Source passage
Just a little night time pic of the 60p amazing how this tank has changed in fjust 11 weeks


----------



## Deano3 (7 May 2020)

Jayefc1 said:


> Just a little night time pic of the 60p amazing how this tank has changed in fjust 11 weeks View attachment 134554 View attachment 134555


Wow that looks great, amazing growth,  can i ask what the fork is for  ? Feeding otto or something? 

Thanks dean 

Sent from my SM-G970F using Tapatalk


----------



## Sammy Islam (7 May 2020)

Looking good mate! Really growing in nicely!


----------



## Jayefc1 (7 May 2020)

Deano3 said:


> , can i ask what the fork is for


Some how I got a few pest snails not sure how but just to catch a few and with some cucumber and the shrimp enjoy a little nibble


----------



## Jayefc1 (7 May 2020)

Sammy Islam said:


> Looking good mate! Really growing in nicely!


Yeah really happy mate no signs of any alge at all and the Hygrophila Araguaia is starting to colour up nice should start to get some shoots of pinnatifida out above the surface soon too
Its start to take shape getting layers and depth too wrapped some tripartita around the moss on the branches at the back to mingle with the moss


----------



## Jayefc1 (8 May 2020)

he just needed a drink lol


----------



## Ady34 (8 May 2020)

Looking great Jay, love the h. Araguaia in particular.

Provided material
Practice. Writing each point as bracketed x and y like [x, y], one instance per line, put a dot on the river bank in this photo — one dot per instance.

Job A
In the aquarium thread, how would you put "Looking great Jay, love the h. Araguaia in particular." into Spanish?
Job B
In the aquarium thread, what did Jayefc1 wrap around the moss on the branches at the back?
The data has no connection to the aquarium thread.

Worked solution A
Se ve genial, Jay; me encanta sobre todo la h. Araguaia.

Worked solution B
Some tripartita.